Records excerpted from a collection -
▬▬▬▬▬▬

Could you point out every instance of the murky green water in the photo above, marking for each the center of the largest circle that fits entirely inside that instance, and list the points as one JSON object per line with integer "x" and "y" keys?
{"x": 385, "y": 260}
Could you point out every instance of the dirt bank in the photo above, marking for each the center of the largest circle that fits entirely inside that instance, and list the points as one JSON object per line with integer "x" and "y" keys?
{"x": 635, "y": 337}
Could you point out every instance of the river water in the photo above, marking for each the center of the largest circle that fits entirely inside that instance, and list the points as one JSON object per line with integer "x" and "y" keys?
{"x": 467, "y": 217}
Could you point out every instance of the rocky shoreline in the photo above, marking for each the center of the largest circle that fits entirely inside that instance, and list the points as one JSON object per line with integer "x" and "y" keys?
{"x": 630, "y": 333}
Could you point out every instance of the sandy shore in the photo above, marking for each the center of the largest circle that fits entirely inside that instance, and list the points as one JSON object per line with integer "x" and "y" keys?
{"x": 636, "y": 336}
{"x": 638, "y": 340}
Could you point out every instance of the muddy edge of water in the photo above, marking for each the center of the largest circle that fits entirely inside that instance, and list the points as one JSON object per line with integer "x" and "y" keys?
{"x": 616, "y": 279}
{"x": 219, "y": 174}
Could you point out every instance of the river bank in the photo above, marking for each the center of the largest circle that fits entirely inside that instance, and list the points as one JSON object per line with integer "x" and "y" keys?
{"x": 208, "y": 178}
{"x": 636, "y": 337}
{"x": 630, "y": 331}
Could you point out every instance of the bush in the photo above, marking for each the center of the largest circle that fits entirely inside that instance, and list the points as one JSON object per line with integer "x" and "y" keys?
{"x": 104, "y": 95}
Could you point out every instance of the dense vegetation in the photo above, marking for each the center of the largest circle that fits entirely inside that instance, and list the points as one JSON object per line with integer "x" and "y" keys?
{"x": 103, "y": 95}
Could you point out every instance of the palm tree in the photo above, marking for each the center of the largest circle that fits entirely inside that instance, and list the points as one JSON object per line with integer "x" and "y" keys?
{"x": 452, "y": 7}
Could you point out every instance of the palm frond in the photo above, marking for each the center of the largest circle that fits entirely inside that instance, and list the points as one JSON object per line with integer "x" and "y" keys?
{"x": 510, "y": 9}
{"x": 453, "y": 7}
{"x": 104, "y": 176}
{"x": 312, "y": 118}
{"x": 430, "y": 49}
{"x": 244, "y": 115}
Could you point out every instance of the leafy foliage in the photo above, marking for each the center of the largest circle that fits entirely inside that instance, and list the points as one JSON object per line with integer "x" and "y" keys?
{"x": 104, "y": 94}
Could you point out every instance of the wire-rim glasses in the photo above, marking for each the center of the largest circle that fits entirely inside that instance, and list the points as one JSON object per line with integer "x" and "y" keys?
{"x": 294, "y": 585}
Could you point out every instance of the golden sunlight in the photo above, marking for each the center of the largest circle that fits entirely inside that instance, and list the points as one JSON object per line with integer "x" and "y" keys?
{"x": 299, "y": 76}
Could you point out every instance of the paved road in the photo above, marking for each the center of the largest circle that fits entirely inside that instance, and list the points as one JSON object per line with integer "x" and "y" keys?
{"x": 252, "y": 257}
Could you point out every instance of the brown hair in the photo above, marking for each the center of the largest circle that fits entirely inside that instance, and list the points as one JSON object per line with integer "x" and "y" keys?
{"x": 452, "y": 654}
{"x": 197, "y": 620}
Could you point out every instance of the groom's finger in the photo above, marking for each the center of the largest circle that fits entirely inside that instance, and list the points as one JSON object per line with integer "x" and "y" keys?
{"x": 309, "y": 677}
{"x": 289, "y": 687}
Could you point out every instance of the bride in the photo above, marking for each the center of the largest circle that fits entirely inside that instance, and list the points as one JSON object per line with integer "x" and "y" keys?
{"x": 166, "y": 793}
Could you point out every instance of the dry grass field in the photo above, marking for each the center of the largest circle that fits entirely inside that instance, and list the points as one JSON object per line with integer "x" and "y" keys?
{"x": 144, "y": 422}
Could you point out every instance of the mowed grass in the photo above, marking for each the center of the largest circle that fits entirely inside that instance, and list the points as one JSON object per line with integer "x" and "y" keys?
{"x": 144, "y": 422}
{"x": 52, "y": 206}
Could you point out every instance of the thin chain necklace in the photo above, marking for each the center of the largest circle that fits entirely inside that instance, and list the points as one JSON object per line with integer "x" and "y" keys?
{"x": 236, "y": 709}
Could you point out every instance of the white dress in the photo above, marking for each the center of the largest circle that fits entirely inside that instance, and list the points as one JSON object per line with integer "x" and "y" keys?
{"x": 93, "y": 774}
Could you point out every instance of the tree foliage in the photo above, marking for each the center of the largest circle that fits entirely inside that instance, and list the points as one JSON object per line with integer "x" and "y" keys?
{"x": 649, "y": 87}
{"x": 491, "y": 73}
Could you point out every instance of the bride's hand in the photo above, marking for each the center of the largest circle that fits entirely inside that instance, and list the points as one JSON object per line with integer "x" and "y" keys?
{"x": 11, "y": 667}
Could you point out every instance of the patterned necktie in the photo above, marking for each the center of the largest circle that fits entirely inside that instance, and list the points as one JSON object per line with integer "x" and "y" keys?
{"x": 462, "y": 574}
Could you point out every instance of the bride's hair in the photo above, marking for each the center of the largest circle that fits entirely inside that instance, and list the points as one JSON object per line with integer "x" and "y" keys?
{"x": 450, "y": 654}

▬▬▬▬▬▬

Exercise aim - Transcribe the records in full, keeping every character as it is.

Solution below -
Could you point out every instance of the murky green water in the photo above, marking for each the center of the largest circle that fits entirely inside that instance, and list the points as one JSON object per line with integer "x" and "y" keys?
{"x": 385, "y": 260}
Could you point out every instance of the dirt bank in the photo above, marking for each the center of the largest circle that fits entirely inside that instance, and list the points as one JSON object per line with integer "x" and "y" keys?
{"x": 635, "y": 337}
Could you point out every instance of the river water in the photo above, marking for each the center of the largest circle that fits entirely inside that instance, and list the points as one JSON object per line with integer "x" and "y" keys?
{"x": 467, "y": 217}
Could you point out every instance of the rocky shoreline in the photo above, marking for each the center of the largest circle that fits entirely inside that instance, and list the points as one JSON object per line with integer "x" and "y" keys?
{"x": 630, "y": 333}
Could you point out every instance of the sandy shore in the photo above, marking for each the center of the largest circle that fits entirely inside that instance, and list the points as one JSON object per line with integer "x" and "y" keys?
{"x": 636, "y": 336}
{"x": 638, "y": 340}
Could you point out every instance of the muddy edge of water in the photo above, marking for each the center of the largest circle that fits entirely inside that instance, and list the points as one JSON object per line with integer "x" and "y" keys?
{"x": 616, "y": 279}
{"x": 219, "y": 174}
Could you point out every instance of the river bank in the photo above, marking for each the center of the largest circle that fits entirely inside that instance, and list the points as one JSON object per line with integer "x" and "y" keys?
{"x": 208, "y": 178}
{"x": 636, "y": 337}
{"x": 630, "y": 331}
Could you point out every instance of the bush in the photo above, marking for each the center of the largest circle that fits entirely inside that instance, and list the points as one JSON object per line with integer "x" and "y" keys?
{"x": 104, "y": 95}
Could you point out every instance of the dense vegetation in the photo above, marking for each the center of the largest circle that fits entirely inside that instance, and list the points as one JSON object per line with integer "x" and "y" keys?
{"x": 103, "y": 95}
Could you point out every instance of the palm tree in the photo above, marking for each the center of the largest circle that fits entirely inside that instance, and list the points as one JSON object per line with integer "x" and "y" keys?
{"x": 452, "y": 7}
Could you point out every instance of the palm frond in the photo above, marking for each the center of the largest circle that fits entirely inside that instance, and list the points as one JSON object per line with integer "x" and "y" keys?
{"x": 510, "y": 9}
{"x": 453, "y": 7}
{"x": 104, "y": 176}
{"x": 312, "y": 118}
{"x": 430, "y": 49}
{"x": 244, "y": 115}
Could you point out every instance of the leafy foliage in the photo above, marking for each the center of the largest circle that fits entirely inside that instance, and list the points as one JSON object per line with integer "x" and "y" keys?
{"x": 104, "y": 94}
Could you point out every instance of the wire-rim glasses in the photo above, marking for each the center of the largest circle that fits entirely inside that instance, and list the points as one JSON object per line with integer "x" and "y" keys?
{"x": 294, "y": 585}
Could you point out every instance of the golden sunlight in the photo above, marking for each the center of the largest circle that fits entirely inside that instance, and list the points as one JSON object per line with integer "x" and "y" keys?
{"x": 299, "y": 76}
Could you point out every instance of the paved road in the photo above, marking for each the center of the largest circle that fits entirely inside that instance, and list the points as one JSON object per line with integer "x" and "y" keys?
{"x": 252, "y": 257}
Could you point out every instance of the brown hair in the photo above, marking for each the center of the largest circle that fits entirely inside that instance, and list the points as one JSON object per line with integer "x" and "y" keys?
{"x": 452, "y": 654}
{"x": 197, "y": 620}
Could you point out every instance of the groom's finger in the photo above, marking for each the center of the largest circle that fits entirely inside that instance, and list the points as one JSON object per line with integer "x" and "y" keys?
{"x": 309, "y": 677}
{"x": 289, "y": 687}
Could you point out every instance of the bride in the photo above, marking for each the center of the largest circle that fits entirely inside that instance, and list the points as one JSON object per line with integer "x" and "y" keys?
{"x": 166, "y": 793}
Could you point out every instance of the dry grass field in the photo above, marking for each the center of the largest circle that fits entirely inside that instance, and list the points as one JSON object per line with integer "x" and "y" keys?
{"x": 144, "y": 422}
Could you point out every instance of the mowed grass in the photo above, marking for each the center of the largest circle that fits entirely inside that instance, and list the points as one JSON object per line with integer "x" and "y" keys?
{"x": 144, "y": 422}
{"x": 52, "y": 206}
Could you point out every instance of the thin chain necklace in the photo above, marking for each the center of the largest circle that fits entirely inside that instance, and list the points as one JSON object per line with integer "x" and "y" keys?
{"x": 236, "y": 709}
Could you point out every instance of the white dress in the photo above, marking for each the center of the largest circle that fits entirely inside that instance, and list the points as one JSON object per line with integer "x" and "y" keys?
{"x": 93, "y": 774}
Could you point out every instance of the tree foliage in the photo above, marking for each the center of the largest circle that fits entirely inside that instance, and list the points as one JSON object per line with integer "x" and "y" keys?
{"x": 649, "y": 87}
{"x": 491, "y": 73}
Could you point out every instance of the bride's hand in the photo above, marking for each the center of the largest circle that fits entirely inside that instance, and list the points as one JSON object per line with integer "x" and "y" keys?
{"x": 11, "y": 667}
Could you point out every instance of the patterned necktie in the photo above, marking for each the center of the largest circle that fits entirely inside that instance, and list the points as one JSON object per line with integer "x" and "y" keys?
{"x": 462, "y": 574}
Could you point out every instance of the bride's hair in the photo above, marking for each the center of the largest circle that fits entirely inside that instance, and list the points as one JSON object per line with integer "x" and "y" keys?
{"x": 450, "y": 654}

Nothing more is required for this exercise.